## Start

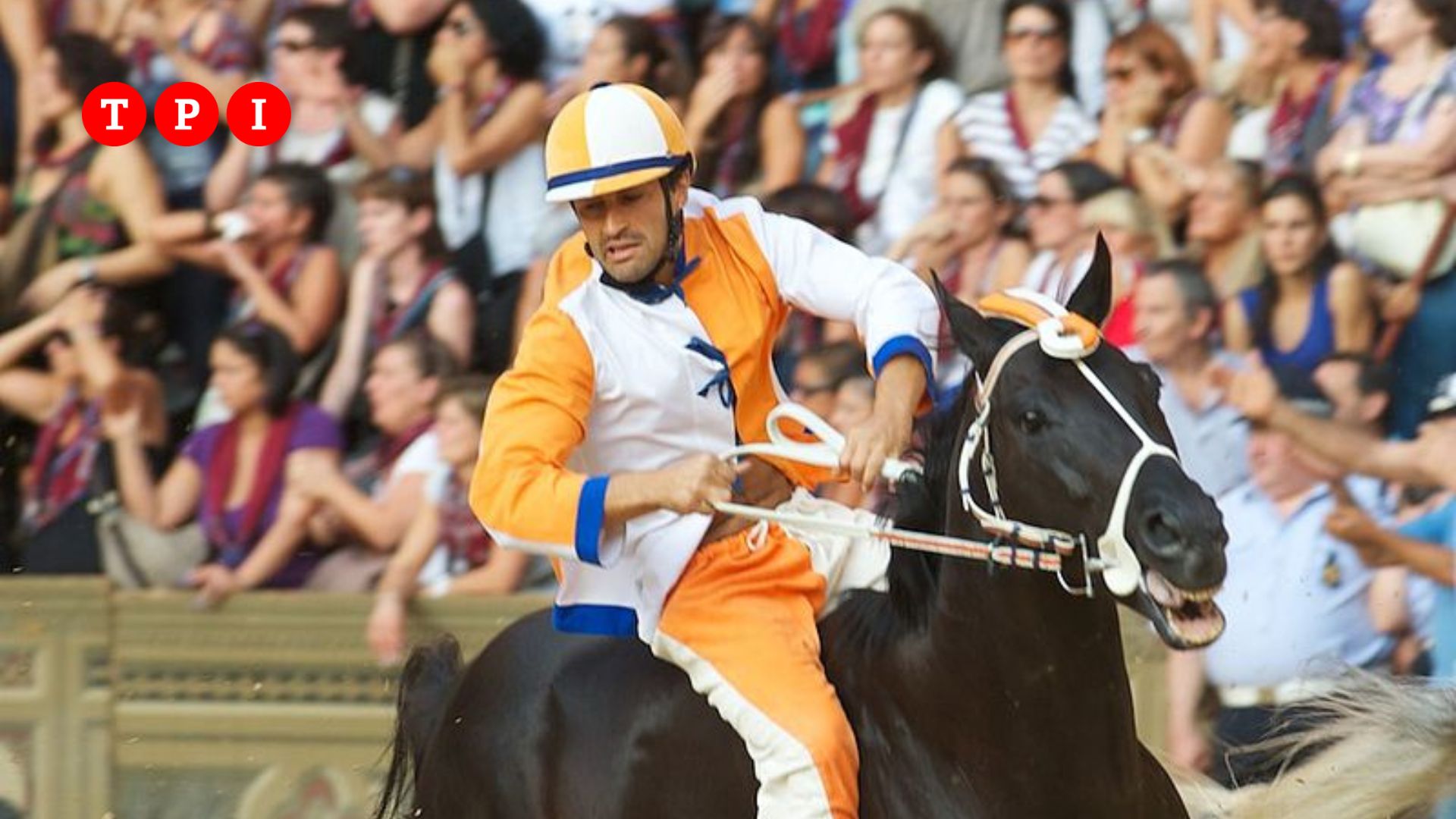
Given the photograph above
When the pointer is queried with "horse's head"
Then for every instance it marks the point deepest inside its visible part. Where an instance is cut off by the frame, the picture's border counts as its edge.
(1078, 447)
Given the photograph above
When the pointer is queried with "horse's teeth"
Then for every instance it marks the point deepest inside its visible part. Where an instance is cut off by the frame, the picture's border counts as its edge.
(1164, 592)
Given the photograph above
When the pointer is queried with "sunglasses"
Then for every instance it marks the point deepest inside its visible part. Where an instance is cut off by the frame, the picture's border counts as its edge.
(1040, 202)
(293, 46)
(1018, 34)
(459, 28)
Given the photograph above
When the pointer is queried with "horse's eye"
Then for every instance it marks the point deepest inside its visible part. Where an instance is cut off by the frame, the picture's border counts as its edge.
(1149, 378)
(1031, 422)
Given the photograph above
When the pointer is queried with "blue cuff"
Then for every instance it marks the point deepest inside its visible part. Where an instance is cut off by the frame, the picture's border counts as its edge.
(590, 515)
(588, 618)
(905, 346)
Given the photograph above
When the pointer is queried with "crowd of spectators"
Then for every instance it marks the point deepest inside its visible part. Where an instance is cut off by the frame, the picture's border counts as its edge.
(281, 353)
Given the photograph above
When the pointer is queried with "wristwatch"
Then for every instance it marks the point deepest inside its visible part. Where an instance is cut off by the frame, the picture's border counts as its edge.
(88, 273)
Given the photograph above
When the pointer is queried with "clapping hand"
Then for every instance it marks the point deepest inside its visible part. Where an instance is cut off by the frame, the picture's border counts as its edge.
(1354, 526)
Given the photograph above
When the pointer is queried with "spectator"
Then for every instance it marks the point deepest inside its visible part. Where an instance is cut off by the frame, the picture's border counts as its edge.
(805, 38)
(1057, 234)
(854, 406)
(1294, 602)
(80, 207)
(400, 283)
(965, 242)
(881, 158)
(745, 139)
(231, 475)
(820, 207)
(1222, 33)
(1175, 330)
(1158, 127)
(335, 127)
(446, 551)
(484, 143)
(1310, 302)
(85, 338)
(190, 41)
(395, 50)
(403, 471)
(1223, 226)
(1298, 66)
(187, 41)
(273, 249)
(623, 50)
(819, 375)
(1357, 388)
(1426, 545)
(1034, 124)
(1398, 131)
(22, 36)
(1136, 240)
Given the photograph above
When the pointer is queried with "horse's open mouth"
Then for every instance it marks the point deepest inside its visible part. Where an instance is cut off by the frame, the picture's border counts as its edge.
(1188, 617)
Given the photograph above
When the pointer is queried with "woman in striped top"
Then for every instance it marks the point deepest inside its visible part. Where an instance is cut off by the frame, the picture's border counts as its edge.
(1159, 129)
(1034, 124)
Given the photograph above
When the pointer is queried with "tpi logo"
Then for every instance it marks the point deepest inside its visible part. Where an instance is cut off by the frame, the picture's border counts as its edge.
(187, 114)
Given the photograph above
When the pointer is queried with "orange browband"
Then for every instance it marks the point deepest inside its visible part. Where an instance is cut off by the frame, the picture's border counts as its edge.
(1030, 314)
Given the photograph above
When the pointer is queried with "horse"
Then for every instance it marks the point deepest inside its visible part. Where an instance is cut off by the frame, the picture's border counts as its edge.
(974, 689)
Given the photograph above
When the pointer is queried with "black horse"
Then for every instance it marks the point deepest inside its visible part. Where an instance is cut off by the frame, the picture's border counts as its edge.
(974, 691)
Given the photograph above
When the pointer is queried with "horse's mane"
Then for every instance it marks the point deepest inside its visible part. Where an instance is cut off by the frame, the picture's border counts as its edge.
(871, 620)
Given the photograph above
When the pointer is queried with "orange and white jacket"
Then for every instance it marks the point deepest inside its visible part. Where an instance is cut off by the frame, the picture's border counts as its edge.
(612, 379)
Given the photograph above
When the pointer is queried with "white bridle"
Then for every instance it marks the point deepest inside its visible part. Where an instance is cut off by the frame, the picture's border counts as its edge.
(1015, 542)
(1116, 560)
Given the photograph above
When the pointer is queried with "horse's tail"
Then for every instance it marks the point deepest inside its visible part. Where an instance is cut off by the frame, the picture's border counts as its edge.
(424, 689)
(1386, 749)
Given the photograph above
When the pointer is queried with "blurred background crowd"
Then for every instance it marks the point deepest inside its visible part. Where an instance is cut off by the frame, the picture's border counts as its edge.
(237, 368)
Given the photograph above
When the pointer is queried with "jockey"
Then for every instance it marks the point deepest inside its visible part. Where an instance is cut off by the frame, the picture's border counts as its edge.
(653, 353)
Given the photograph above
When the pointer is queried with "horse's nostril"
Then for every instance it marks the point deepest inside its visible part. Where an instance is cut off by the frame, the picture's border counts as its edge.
(1161, 529)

## End

#### Set exercise
Reproduce all of the records above word for word, leaving out the picture.

#### Response
Given the photograph above
When the pointer is queried with "horse's head"
Then for every instance it marks the point deepest inside its visible part. Where an instance is cut off by the frame, the picture's border counts as its edge.
(1078, 447)
Given the photograph above
When the pointer is queried with "horse's teeth"
Then for every instance it marks the point deepest inside its visible part. Where an instance is cut off by the frame, the picture's border counts as its edge.
(1164, 592)
Given the photograph above
When the pointer is queried with "sunglasses"
Then for every instance it marks the point deepest inside its visible part. Where an instance is cut off by the frame, the picture's border counts as its edge.
(1040, 202)
(293, 46)
(1018, 34)
(459, 28)
Given the photograph above
When the pointer is queried with "horse's eye"
Then for every instance it marks the point deepest inside its visible part. Where an instance is cut off by the frame, the picture's border counts as its edge.
(1149, 378)
(1031, 422)
Given the photograph above
When the pointer is queried with "blue cuff"
Then for every instance it marks the point deepest inside its visible part. Where an instance is cut off by the frame, the picture's border counts as its edge.
(590, 515)
(588, 618)
(905, 346)
Given the photograph above
When the pointer is queried with "crowd of spectators"
Then for every instance it marks the point deepest inside its visible part. Where an instance is cut off by the frame, the picture's border counts as its edge.
(281, 353)
Given the photograph above
When the pointer is queried with "wristwatch"
Then for every instance it marks the point deepest inside its visible part. Where an instance is cut off by the frame, the picture's border counts as its edge.
(88, 273)
Given the photograph above
When the pointer is queried with "clapping hand"
Then for every instance it marks the point deepest inside its visible part. Where an instance is cut off by the frame, the picture's border counts as its edge.
(1354, 526)
Given the photograph above
When the pointer is queried with "spectator"
Then for every instance it marks the point deepest inside its visible part. Where an instance is cut off by the frame, the picture's border counts as its edge.
(805, 38)
(1057, 234)
(854, 406)
(1294, 602)
(80, 207)
(400, 283)
(965, 242)
(881, 158)
(745, 139)
(231, 475)
(820, 207)
(1222, 33)
(1175, 330)
(1158, 127)
(335, 127)
(446, 551)
(484, 143)
(1310, 302)
(85, 338)
(190, 41)
(395, 50)
(403, 471)
(1223, 226)
(1298, 66)
(187, 41)
(273, 249)
(623, 50)
(819, 375)
(1357, 388)
(1426, 545)
(1034, 124)
(1398, 131)
(22, 36)
(1136, 240)
Given the photograph above
When the pointer is queried with "horse's open mouth"
Then for every instance it marks the point deepest inside its visible part. Where an instance is cut off by the frame, the picture's border counts as its edge.
(1188, 617)
Given the photograph above
When the pointer is queried with "woman in striped top"
Then for every instance it marks the point deepest inside its visible part. Where an instance is cut off by the frame, the picture's border counts as its edge.
(1159, 129)
(1034, 124)
Given the photograph above
When the pointer is queried with "tpi logo"
Then for every instance it marks the point deepest inside its visible part. Where an instance is cut off by the frame, the picture's border counts as its edge.
(187, 114)
Given the photograph above
When the pointer is queried with "orange browband"
Then for every instance it marks the point deepest inside its visible part. Where an instance is cut off by the frame, the picture's border counts as its edge.
(1030, 314)
Given the photograph above
When the pointer is queried with "horse"
Then for every instance it marks the point deepest inside its visible part. Where an instance is cut off by the frame, the picture's border counts as its edge.
(974, 689)
Given the photograph above
When the pointer is queried with "black horse"
Then for every instance it marks the point deepest inside its visible part. Where an instance is cut off by the frame, the picture's border counts as its edge.
(974, 691)
Given the photograph above
When the pointer is queried with "horse's mane"
Then for every instance it marks the point deepest inside its visible part. Where an instance is cut off by the frame, the picture's border counts as its edge.
(871, 620)
Given the photograph above
When the pointer is queried with "orange and white jacket"
Then for every instance it marks the point deepest inside its visible part. Where an instance is cut off by the frame, the picture's border counts as its edge.
(612, 379)
Given the photograph above
When the pointer is queried with "white bridle"
Then for every instance it marks the point deepest inside its visible part. Where an instance is cut off by the frame, the picture's border counts as its edge.
(1015, 542)
(1116, 560)
Given the photograph above
When the pointer is queried with "horse's tail"
Then for every instance it marks the point deepest inside its visible part. Where an instance is cut off by the frame, the picture's border counts as its edge.
(424, 689)
(1386, 749)
Given the photograph above
When the pointer is queried with "blurred background crowd"
Then for every instance it marks the point deepest inside its visible part. Where an instance is cut off by the frame, the picture's border counts as its edge.
(237, 368)
Given the photograph above
When the pointer is queried with "jockey"
Then for every instance it marks the point deepest inside its visible part. Where an instance is cut off by the frame, the picture's border counts as its edge.
(653, 353)
Given the photograph above
When the pointer is queried with "horse's nostril"
Then for every instance it marks the point deepest inside its visible part. Where an instance is cut off by the frame, the picture's border counts as its edge.
(1161, 529)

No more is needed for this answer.